Find every line below that contains the word "black" and copy each one in full. Case counts.

= = = =

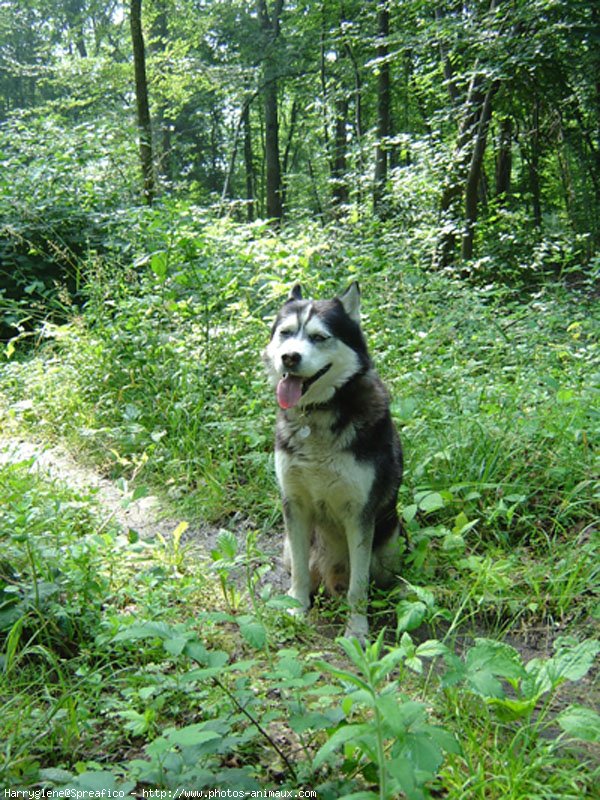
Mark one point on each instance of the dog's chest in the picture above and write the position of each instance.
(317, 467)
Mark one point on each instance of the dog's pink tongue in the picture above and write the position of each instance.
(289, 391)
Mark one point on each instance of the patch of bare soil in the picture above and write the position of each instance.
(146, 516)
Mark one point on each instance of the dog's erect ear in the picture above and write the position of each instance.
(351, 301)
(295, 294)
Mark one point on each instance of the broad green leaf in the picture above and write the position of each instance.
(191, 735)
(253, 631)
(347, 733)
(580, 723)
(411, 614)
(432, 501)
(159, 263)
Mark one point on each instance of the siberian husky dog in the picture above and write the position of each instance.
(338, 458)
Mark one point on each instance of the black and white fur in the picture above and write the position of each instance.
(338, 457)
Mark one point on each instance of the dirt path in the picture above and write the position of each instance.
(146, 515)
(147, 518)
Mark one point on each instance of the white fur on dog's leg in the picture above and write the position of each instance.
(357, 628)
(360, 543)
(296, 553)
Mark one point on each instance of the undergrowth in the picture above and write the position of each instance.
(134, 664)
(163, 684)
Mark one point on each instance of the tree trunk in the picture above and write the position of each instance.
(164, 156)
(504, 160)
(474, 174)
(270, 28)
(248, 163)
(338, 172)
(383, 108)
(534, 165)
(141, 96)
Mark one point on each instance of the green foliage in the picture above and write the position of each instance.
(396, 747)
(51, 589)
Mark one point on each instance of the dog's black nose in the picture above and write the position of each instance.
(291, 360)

= = = =

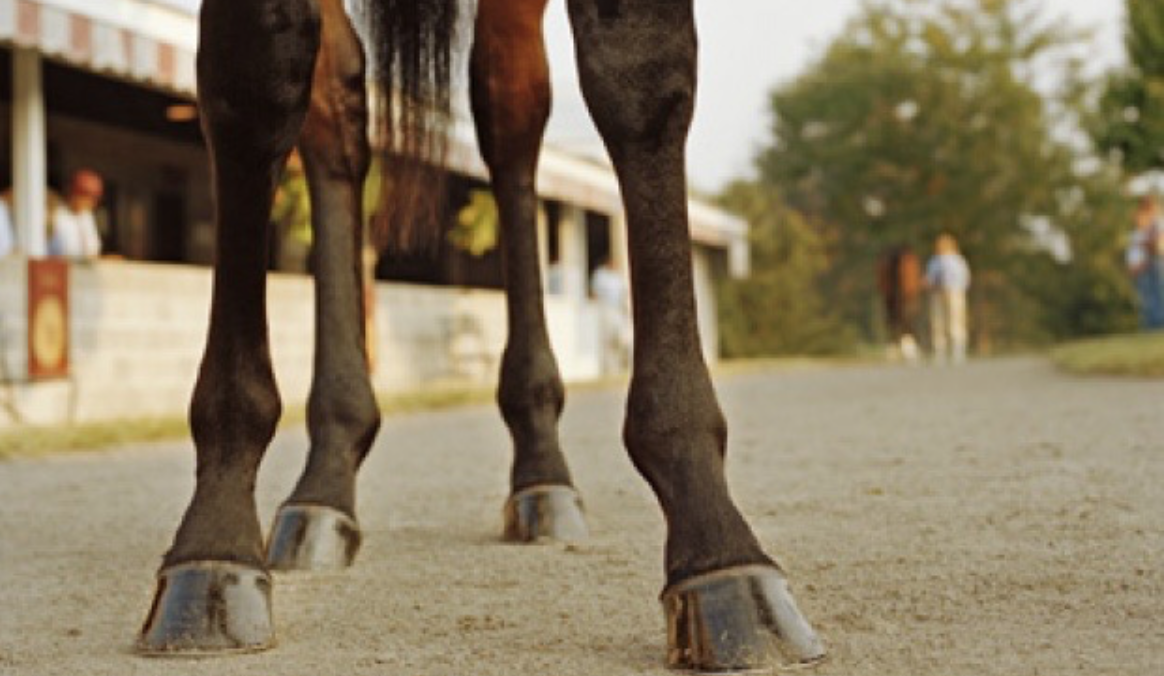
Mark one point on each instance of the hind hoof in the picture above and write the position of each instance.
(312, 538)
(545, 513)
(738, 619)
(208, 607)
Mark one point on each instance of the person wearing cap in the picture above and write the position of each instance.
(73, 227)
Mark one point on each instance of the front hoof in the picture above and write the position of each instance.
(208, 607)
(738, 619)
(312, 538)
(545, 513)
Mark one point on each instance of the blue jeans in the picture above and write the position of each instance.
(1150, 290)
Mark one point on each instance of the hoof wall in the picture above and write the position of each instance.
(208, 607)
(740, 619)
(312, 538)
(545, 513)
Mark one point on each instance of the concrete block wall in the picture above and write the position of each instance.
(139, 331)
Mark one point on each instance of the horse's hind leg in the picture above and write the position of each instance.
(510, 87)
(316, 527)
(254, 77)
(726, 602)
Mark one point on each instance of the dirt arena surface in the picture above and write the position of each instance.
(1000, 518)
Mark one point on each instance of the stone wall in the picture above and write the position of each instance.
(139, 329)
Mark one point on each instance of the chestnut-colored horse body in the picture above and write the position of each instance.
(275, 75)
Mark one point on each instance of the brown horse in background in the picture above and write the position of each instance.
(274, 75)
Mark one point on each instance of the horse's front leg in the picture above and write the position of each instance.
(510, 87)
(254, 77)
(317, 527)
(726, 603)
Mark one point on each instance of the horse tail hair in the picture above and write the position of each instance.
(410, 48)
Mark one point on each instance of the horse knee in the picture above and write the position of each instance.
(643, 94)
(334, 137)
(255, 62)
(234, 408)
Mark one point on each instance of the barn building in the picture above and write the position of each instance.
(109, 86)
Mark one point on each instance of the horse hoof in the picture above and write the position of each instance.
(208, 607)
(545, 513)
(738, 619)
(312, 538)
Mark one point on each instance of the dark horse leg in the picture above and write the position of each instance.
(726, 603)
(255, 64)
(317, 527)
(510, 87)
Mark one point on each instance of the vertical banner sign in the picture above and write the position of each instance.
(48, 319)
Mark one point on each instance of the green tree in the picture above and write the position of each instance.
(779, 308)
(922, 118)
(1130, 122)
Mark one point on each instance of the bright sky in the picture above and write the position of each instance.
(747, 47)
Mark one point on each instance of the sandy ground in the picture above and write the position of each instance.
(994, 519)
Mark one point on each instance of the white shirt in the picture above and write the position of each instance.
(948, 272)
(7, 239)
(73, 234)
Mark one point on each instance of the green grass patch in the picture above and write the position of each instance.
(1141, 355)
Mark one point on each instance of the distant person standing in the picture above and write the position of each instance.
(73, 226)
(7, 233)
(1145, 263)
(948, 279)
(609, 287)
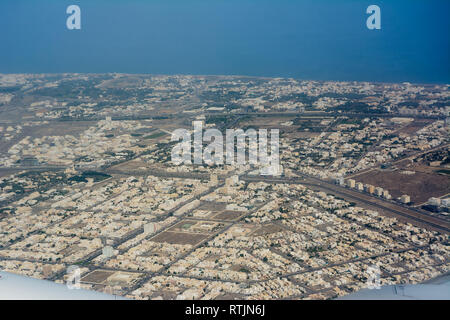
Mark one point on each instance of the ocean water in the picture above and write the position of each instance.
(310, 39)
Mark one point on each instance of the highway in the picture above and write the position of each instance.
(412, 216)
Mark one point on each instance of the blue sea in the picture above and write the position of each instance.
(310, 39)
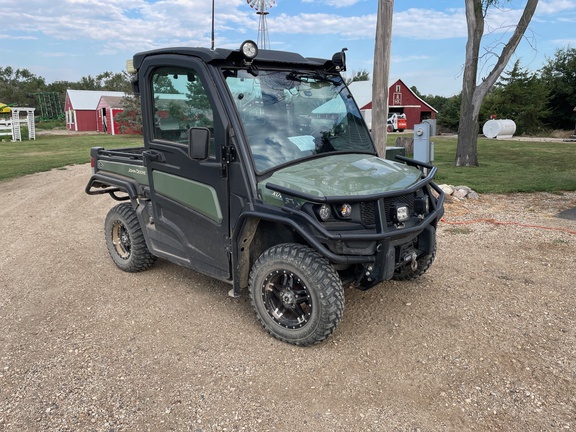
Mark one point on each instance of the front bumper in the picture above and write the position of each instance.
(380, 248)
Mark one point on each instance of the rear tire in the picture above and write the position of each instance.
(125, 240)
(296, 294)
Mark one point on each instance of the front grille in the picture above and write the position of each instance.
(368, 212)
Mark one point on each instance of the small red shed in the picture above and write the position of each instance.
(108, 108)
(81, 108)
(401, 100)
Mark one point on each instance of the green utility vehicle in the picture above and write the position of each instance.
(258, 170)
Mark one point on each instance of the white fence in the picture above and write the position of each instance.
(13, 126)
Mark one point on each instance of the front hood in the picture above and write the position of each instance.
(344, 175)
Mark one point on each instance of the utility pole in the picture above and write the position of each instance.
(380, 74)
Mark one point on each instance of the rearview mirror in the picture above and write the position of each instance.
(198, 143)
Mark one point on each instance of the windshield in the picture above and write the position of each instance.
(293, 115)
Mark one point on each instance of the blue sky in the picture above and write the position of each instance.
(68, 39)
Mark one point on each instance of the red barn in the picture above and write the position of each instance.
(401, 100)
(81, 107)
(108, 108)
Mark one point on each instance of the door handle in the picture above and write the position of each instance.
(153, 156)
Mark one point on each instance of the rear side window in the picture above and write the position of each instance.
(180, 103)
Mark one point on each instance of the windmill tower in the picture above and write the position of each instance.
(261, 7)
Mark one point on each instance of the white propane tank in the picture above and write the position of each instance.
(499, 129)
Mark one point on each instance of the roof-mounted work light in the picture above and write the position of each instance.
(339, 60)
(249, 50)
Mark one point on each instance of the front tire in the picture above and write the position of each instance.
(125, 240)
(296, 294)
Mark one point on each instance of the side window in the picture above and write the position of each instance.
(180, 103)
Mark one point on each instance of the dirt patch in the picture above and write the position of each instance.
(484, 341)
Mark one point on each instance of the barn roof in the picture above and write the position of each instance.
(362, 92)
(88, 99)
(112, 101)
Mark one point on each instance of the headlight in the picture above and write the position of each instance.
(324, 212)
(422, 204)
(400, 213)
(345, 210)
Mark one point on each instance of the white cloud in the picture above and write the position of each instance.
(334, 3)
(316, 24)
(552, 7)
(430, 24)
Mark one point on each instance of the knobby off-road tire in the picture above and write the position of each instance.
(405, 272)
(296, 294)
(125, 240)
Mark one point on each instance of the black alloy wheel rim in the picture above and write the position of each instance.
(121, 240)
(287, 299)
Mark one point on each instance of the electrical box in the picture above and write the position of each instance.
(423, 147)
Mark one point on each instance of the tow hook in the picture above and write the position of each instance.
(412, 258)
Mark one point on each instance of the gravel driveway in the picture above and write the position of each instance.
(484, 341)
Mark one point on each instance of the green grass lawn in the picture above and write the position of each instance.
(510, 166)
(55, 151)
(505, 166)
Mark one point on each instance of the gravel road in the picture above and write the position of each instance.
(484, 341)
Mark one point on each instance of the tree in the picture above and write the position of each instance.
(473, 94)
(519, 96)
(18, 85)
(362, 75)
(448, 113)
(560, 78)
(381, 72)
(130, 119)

= = = =

Exercise result:
Mark one point on each instance of the black and white fur in the picture above and write the position of each instance.
Mark one point on each instance of the dog's black nose in the picture above and write the position of each instance.
Mark one point on each instance of the black alloy wheel rim in the picture above and write the position of each instance.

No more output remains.